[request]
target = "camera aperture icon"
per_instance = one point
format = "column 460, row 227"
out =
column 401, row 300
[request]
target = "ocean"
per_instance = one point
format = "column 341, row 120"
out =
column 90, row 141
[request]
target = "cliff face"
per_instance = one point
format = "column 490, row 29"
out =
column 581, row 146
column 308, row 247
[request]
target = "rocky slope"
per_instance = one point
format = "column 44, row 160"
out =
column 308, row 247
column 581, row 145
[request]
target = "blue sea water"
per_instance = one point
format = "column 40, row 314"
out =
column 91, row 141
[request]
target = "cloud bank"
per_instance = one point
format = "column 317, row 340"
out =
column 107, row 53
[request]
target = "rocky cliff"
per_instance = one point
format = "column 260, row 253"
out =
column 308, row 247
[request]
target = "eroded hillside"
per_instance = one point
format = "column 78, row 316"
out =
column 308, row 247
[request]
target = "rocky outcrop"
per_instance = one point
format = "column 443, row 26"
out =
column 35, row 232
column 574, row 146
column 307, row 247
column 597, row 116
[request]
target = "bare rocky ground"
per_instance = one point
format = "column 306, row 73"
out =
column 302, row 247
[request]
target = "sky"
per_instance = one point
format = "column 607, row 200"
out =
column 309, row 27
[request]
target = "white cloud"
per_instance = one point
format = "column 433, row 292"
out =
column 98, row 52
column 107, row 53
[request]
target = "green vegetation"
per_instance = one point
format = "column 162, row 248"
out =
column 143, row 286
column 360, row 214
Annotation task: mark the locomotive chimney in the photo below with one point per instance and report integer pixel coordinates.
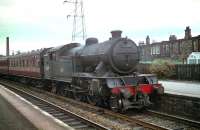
(7, 46)
(116, 33)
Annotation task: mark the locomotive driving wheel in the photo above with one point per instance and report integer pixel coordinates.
(116, 103)
(92, 99)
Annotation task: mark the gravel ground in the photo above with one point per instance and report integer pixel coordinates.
(111, 123)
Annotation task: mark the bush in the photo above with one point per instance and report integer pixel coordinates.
(162, 68)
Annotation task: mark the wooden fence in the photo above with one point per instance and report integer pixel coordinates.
(182, 71)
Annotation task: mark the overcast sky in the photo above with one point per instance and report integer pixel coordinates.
(34, 24)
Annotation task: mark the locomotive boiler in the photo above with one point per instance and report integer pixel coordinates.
(118, 55)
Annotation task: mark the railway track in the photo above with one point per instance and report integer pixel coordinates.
(73, 120)
(164, 120)
(147, 120)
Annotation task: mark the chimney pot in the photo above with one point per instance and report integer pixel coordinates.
(116, 33)
(7, 46)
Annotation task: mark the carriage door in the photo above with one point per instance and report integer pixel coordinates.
(48, 65)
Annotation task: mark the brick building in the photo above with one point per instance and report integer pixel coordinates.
(175, 49)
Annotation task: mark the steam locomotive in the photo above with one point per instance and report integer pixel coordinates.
(98, 73)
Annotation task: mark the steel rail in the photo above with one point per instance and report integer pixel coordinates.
(87, 124)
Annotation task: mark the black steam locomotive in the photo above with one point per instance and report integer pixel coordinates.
(99, 73)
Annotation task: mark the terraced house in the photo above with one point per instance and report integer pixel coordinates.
(175, 49)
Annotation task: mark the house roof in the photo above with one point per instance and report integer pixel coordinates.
(194, 55)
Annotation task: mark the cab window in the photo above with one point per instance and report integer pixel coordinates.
(111, 83)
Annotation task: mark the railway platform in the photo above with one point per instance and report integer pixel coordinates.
(36, 118)
(185, 88)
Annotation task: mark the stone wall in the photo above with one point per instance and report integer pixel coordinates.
(179, 105)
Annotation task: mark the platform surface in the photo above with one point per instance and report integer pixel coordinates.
(11, 119)
(187, 88)
(39, 118)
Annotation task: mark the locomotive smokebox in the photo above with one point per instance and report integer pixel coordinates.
(91, 41)
(116, 33)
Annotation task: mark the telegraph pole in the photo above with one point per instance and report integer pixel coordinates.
(79, 29)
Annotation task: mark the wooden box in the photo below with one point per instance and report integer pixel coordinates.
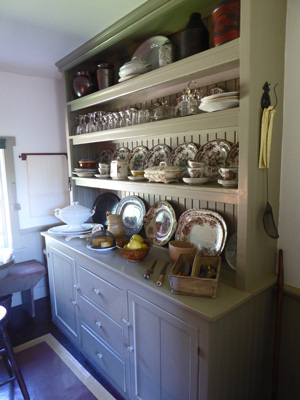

- **What to do**: Transcribe the entries above word for word, but leave every picture out of your copy.

- **Reply to the exercise**:
[request]
target = "camera aperture icon"
per_instance = one point
format = "column 460, row 227"
out =
column 401, row 300
[request]
target = "ocean"
per_instance = one point
format = "column 341, row 120"
out =
column 90, row 141
[request]
target = "cliff face"
per_instance = one point
format = "column 490, row 29"
out =
column 581, row 146
column 308, row 247
[request]
target = "rocky slope"
per_instance = one point
format = "column 44, row 160"
out =
column 308, row 247
column 581, row 145
[request]
target = "blue sea water"
per_instance = one point
format = "column 40, row 314"
out =
column 91, row 141
[request]
target = "cloud bank"
per_instance = one point
format = "column 317, row 340"
out =
column 107, row 53
[request]
target = "rocky cliff"
per_instance = one point
format = "column 260, row 253"
out =
column 308, row 247
[request]
target = "eroded hillside"
per_instance = one point
format = "column 78, row 316"
out =
column 308, row 247
[request]
target = "rocky outcrop"
per_instance = one point
format = "column 443, row 26"
out =
column 35, row 232
column 574, row 146
column 307, row 247
column 597, row 116
[request]
target = "bare rocky ground"
per_instance = one point
format = "column 306, row 73"
out =
column 302, row 247
[request]
target = "sky"
per_instance = one point
format = "column 607, row 200"
out =
column 309, row 27
[request]
target = "white cloud"
per_instance = one point
format = "column 433, row 292"
out =
column 98, row 52
column 107, row 53
[request]
target = "green vegetation"
per_instance = one point
format = "column 162, row 248"
out =
column 143, row 286
column 360, row 214
Annotation task: mark the locomotive chimney in the photo below with one point per instance and report integer pixel coordinates.
(7, 46)
(116, 33)
Annotation task: mark the locomotive driving wheel in the photo above with one point per instance and report integer pixel coordinates.
(116, 103)
(92, 99)
Annotation task: mark the gravel ground in the photo above with one point per instance and report integer pixel coordinates.
(111, 123)
Annotation task: mark the bush in the photo above with one point per instance and report integer pixel coordinates.
(162, 68)
Annotation task: mark the wooden fence in the photo above with one point per instance and report integer pixel coordinates.
(182, 71)
Annotation task: mark the overcast sky in the photo above with one point per instance and report integer pixel coordinates.
(34, 24)
Annotation task: mark the locomotive boiler in the photo above with one point per instance and report integer pixel coordinates.
(118, 55)
Annotation task: mark the railway track in the photo above with one point per instance and report integer pixel coordinates.
(73, 120)
(164, 120)
(147, 120)
Annotation task: mark the chimney pot in the photo above with one point per instance and report integer pixel coordinates.
(116, 33)
(7, 46)
Annotation task: mark the carriage door in the photo above with one point per instance and report integer pixel coordinates.
(48, 65)
Annotation task: mark the brick building in the photo above with one point per instance and report integer pixel coordinates.
(175, 49)
Annotation task: mark the steam locomotive in the photo above with one point per instance and report integer pixel coordinates.
(98, 73)
Annotation task: mark the steel rail in the photo above with one point per instance and report integer pixel coordinates.
(87, 124)
Annotation task: mark the black steam locomotive in the photo above with one point per instance and report integer pixel coordinates.
(99, 73)
Annotation task: mark the terraced house in the photo above with one point per instance and report integer pixel coordinates.
(175, 49)
Annotation task: mark the house roof in the photo above with one point per instance and report integer pixel coordinates.
(194, 55)
Annotation task: mark the cab window in the photo above with one point per instance and report integer pixel coordinates.
(111, 83)
Annotation task: mark the railway platform in the photo above with one point per instance and report integer pixel coordinates.
(36, 118)
(185, 88)
Annotation task: mark the stone wall in the photo above with one point per instance and report integer pixel coordinates.
(179, 105)
Annotation task: mark the platform surface in the photo above with one point per instance and report integer pixel coordinates.
(11, 119)
(187, 88)
(39, 118)
Annotation task: mark the locomotive smokebox in the photo above with one point per instance and report integer pixel coordinates.
(91, 41)
(116, 33)
Annotation task: mark the telegraph pole in the photo above with one point per instance and report integer pixel coordinates.
(79, 29)
Annotation task: mark the wooden box in the photo below with one point per instance and report integer pixel coordinates.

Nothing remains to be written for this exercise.